> Work to be completed
Pull out each line in the items below that contains the string "blue" and copy it in full. Case counts.
──────── Extracted records ────────
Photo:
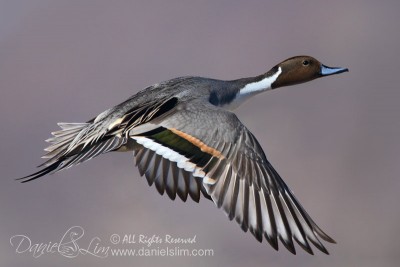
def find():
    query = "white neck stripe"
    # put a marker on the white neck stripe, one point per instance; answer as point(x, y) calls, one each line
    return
point(262, 85)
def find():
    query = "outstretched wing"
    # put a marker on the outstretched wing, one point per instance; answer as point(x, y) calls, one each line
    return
point(202, 148)
point(79, 142)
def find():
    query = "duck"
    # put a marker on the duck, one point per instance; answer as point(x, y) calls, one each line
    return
point(187, 142)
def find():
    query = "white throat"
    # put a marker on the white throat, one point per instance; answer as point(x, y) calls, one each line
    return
point(251, 89)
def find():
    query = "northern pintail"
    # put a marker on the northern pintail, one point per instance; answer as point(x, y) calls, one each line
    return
point(186, 141)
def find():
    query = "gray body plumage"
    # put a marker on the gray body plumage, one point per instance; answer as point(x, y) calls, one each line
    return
point(187, 142)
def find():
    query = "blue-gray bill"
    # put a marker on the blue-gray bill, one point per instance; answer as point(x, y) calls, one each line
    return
point(187, 141)
point(326, 71)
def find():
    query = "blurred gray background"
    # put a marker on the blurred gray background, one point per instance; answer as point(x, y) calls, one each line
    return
point(335, 140)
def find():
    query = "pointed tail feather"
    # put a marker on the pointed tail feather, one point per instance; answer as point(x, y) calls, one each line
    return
point(49, 169)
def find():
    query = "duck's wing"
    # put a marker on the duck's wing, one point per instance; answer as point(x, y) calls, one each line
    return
point(79, 142)
point(216, 153)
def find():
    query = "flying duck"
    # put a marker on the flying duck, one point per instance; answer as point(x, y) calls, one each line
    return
point(187, 142)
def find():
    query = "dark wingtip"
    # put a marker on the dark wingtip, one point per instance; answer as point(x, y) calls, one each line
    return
point(40, 173)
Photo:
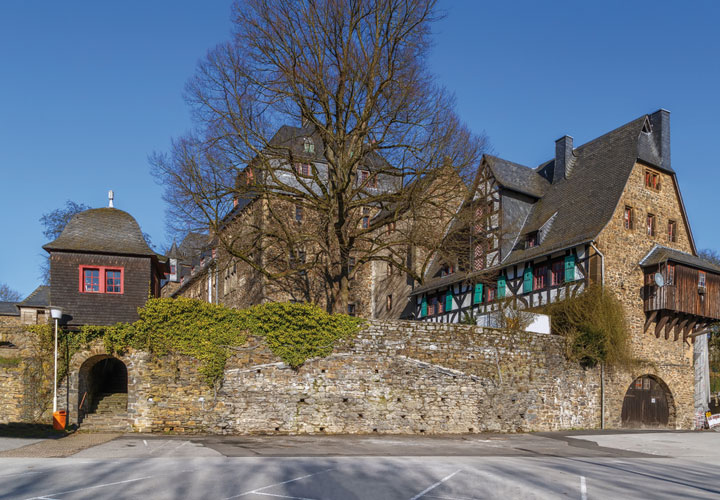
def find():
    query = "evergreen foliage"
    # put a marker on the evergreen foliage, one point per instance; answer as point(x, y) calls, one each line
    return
point(594, 326)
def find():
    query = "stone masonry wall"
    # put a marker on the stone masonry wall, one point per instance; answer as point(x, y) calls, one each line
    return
point(395, 377)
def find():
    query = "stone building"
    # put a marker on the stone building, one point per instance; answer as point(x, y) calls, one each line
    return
point(296, 155)
point(609, 211)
────────
> Full answer
    query = "blue-gray bill"
    # put a marker on the blue-gray bill, one point per instance; answer as point(x, y) calls, one each line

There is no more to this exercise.